◆ **ZIEL DER AUFGABE**: Kürze bitte den Absatz des unten stehenden Urteils, der mit „4. Eine Kautionsvereinbarung in Höhe“ beginnt, zu einem knapperen Satz, ohne seine wesentlichen Aussagen zu verlieren.

======== ZITIERTER TEXT

Oberlandesgericht Brandenburg: Urteil vom 04.09.2006 – 3 U 78/06

1. Bei einer Kautionsabrede in einem Gewerbemietvertrag scheidet eine Nichtigkeit wegen Wucher ( § 138 Abs. 2 BGB ) oder wegen wucherähnlichen Geschäftes von vorneherein aus.



2. Die Höhe der Sicherheit, die Gewerbemietparteien vereinbaren können, ist ? anders als bei der Wohnraummiete ( § 551 BGB ) ? grundsätzlich nicht begrenzt.



3. Eine Kautionsabrede in einem Gewerbemietvertrag kann unwirksam sein, wenn sie schikanös außerhalb eines nachvollziehbaren Sicherungsinteresses des Vermieters festgesetzt ist.



4. Eine Kautionsvereinbarung in Höhe der 7-fachen Monatsmiete ist bei einem längeren Gewerbemietverhältnis regelmäßig nicht schikanös außerhalb eines nachvollziehbaren Sicherungsinteresses des Vermieters festgesetzt.

================
======== BEREITGESTELLTES MATERIAL

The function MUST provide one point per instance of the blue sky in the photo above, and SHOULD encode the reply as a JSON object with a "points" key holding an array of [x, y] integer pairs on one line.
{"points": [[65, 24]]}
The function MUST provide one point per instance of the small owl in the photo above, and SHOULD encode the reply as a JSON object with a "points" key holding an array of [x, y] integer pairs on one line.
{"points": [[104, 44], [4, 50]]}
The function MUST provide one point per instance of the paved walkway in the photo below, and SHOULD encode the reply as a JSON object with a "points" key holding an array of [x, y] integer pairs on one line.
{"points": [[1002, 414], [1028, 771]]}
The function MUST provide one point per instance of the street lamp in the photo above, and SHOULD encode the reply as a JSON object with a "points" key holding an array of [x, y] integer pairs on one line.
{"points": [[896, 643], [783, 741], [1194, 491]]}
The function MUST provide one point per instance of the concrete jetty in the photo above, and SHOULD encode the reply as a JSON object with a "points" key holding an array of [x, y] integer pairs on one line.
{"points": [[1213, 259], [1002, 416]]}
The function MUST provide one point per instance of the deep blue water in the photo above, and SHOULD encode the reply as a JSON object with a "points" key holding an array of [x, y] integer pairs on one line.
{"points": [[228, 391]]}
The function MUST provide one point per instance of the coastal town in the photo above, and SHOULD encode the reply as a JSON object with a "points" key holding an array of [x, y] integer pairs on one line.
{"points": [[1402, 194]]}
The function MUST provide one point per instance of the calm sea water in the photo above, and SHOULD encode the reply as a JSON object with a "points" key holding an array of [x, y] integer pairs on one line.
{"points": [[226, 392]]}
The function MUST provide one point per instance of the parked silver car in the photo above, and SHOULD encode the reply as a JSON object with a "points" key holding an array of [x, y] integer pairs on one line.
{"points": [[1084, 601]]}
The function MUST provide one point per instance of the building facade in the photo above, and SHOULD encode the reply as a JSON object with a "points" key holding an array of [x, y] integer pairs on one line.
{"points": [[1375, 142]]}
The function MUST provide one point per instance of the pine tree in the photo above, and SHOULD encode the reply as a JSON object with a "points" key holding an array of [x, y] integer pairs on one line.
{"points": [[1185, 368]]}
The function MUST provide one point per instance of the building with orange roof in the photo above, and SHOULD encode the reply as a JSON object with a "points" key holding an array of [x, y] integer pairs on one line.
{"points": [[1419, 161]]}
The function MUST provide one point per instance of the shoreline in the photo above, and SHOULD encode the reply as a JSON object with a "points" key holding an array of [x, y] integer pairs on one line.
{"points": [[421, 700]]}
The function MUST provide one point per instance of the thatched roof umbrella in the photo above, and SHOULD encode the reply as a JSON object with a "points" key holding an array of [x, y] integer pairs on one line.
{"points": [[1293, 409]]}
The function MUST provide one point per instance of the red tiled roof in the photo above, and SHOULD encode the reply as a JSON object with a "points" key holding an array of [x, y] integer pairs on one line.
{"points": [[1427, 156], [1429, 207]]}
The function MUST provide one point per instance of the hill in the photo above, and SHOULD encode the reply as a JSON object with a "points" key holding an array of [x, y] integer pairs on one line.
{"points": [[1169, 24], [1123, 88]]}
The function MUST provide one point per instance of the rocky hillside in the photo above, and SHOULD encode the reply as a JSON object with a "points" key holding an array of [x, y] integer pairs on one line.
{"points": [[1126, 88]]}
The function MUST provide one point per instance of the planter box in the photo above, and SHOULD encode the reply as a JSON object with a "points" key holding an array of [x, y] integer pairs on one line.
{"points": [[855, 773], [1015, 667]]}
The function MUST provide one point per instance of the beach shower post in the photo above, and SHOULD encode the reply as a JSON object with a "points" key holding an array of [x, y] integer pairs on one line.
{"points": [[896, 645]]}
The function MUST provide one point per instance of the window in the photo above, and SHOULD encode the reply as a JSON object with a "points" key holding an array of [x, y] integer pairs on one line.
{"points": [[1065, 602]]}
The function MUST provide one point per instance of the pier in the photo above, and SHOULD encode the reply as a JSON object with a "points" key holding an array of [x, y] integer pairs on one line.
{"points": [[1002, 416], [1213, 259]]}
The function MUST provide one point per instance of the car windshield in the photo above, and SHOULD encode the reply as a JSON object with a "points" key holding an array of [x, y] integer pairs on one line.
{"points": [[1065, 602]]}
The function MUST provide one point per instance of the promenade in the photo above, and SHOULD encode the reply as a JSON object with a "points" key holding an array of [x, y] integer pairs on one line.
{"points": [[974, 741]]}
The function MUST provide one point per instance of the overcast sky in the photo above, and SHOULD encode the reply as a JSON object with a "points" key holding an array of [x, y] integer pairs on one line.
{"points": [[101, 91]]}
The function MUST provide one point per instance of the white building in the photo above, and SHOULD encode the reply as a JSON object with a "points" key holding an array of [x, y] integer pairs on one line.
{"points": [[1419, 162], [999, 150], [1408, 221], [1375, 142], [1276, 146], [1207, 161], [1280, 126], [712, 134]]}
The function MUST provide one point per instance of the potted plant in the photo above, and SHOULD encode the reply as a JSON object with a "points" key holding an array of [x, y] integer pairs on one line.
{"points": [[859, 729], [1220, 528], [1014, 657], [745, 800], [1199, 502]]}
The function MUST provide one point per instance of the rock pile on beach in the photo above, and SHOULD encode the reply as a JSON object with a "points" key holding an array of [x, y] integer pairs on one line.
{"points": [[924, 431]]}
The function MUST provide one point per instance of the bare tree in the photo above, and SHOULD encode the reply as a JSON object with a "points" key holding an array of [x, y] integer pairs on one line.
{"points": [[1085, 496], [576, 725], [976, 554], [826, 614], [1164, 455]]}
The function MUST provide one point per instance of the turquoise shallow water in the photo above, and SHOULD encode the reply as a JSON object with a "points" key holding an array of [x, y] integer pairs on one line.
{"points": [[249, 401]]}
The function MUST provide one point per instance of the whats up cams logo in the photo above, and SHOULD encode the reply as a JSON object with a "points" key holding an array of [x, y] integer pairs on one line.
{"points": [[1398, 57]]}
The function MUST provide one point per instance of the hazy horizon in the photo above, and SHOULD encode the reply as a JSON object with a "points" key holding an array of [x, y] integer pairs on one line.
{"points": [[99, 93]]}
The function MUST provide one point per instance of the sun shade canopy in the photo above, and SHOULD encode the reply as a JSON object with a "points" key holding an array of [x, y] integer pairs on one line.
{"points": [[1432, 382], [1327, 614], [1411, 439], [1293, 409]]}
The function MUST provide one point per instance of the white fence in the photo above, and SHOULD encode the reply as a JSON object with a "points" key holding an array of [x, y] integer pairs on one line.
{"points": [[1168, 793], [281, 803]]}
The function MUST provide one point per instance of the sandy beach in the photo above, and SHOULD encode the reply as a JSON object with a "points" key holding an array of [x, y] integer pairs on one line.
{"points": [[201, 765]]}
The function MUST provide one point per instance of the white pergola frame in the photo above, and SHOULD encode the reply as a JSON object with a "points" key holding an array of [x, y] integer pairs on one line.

================

◆ **BEARBEITUNG DER AUFGABE**: Bei einem längeren Gewerbemietverhältnis ist eine Kaution von sieben Monatsmieten in der Regel nicht schikanös, sondern durch ein nachvollziehbares Sicherungsinteresse des Vermieters gedeckt.